### 书面指令 1
能否把下方记录里从含有“Would you be able to indicate the tree trunk”的那一行到含有“column 73, row 53”的那一行重新给出，只将其中的“tree trunk”改为“main trunk”，其余一概不动？只需给出这几行。

### 所给文本
────────────────────────────────────────

[Algo] 区间dp
1. 让字符串成为回文串的最少插入次数
// 1. 让字符串成为回文串的最少插入次数
// https://leetcode.cn/problems/minimum-insertion-steps-to-make-a-string-palindrome/description/
int minInsertions(string s) {
int n = s.length();
vector<vector<int>> dp(n, vector<int>(n));
for (int l = 0; l < n - 1; l++) dp[l][l + 1] = s[l] == s[l + 1] ? 0 : 1;
for (int l = n - 3; l >= 0; l--)
for (int r = l + 2; r <= n - 1; r++)
dp[l][r] = s[l] == s[r] ? dp[l + 1][r - 1] : min(dp[l + 1][r], dp[l][r - 1]) + 1;
return dp[0][n - 1];
}
2. 预测赢家
// 2. 预测赢家
// https://leetcode.cn/problems/predict-the-winner/
int maxScore(vector<int>& nums)

────────────────────────────────────────

### 记录摘录
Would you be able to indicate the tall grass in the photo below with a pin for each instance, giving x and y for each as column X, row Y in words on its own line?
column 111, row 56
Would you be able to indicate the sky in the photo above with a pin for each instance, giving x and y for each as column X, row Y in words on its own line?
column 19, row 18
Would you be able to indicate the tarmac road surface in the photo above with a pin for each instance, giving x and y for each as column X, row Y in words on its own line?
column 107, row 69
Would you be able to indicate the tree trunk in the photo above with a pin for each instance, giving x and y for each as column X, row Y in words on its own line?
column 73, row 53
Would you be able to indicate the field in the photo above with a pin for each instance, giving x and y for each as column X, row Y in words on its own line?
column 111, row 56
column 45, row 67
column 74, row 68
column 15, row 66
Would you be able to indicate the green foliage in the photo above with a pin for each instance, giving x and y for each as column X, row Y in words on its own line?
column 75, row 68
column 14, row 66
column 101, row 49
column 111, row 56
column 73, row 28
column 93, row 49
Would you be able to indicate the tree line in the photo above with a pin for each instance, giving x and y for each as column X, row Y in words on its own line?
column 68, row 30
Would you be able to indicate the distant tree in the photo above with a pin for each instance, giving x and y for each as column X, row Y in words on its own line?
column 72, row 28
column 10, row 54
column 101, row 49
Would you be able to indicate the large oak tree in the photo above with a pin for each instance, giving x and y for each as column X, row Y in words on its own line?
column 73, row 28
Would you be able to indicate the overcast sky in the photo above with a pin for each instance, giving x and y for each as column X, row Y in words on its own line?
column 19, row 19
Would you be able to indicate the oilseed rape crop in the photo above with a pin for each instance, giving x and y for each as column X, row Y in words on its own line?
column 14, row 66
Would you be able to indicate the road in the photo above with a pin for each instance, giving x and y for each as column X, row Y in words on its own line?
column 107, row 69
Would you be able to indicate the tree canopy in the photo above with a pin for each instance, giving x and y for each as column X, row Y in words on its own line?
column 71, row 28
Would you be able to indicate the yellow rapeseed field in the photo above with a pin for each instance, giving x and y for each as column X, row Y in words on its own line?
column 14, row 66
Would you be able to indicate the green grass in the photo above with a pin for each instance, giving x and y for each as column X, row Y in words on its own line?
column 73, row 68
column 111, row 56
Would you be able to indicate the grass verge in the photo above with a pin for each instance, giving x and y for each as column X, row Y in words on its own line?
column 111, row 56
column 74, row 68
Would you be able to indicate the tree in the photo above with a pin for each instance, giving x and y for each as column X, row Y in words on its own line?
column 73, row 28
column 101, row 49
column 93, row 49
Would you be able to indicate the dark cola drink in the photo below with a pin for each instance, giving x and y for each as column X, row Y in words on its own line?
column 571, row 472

────────────────────────────────────────

### 书面指令 2
能否一字不差地给出区间dp文本中从“[Algo] 区间dp”到“n - 3; l >= 0; l--)”的部分？

### 完整回答 1
Would you be able to indicate the main trunk in the photo above with a pin for each instance, giving x and y for each as column X, row Y in words on its own line?
column 73, row 53

### 完整回答 2
[Algo] 区间dp
1. 让字符串成为回文串的最少插入次数
// 1. 让字符串成为回文串的最少插入次数
// https://leetcode.cn/problems/minimum-insertion-steps-to-make-a-string-palindrome/description/
int minInsertions(string s) {
int n = s.length();
vector<vector<int>> dp(n, vector<int>(n));
for (int l = 0; l < n - 1; l++) dp[l][l + 1] = s[l] == s[l + 1] ? 0 : 1;
for (int l = n - 3; l >= 0; l--)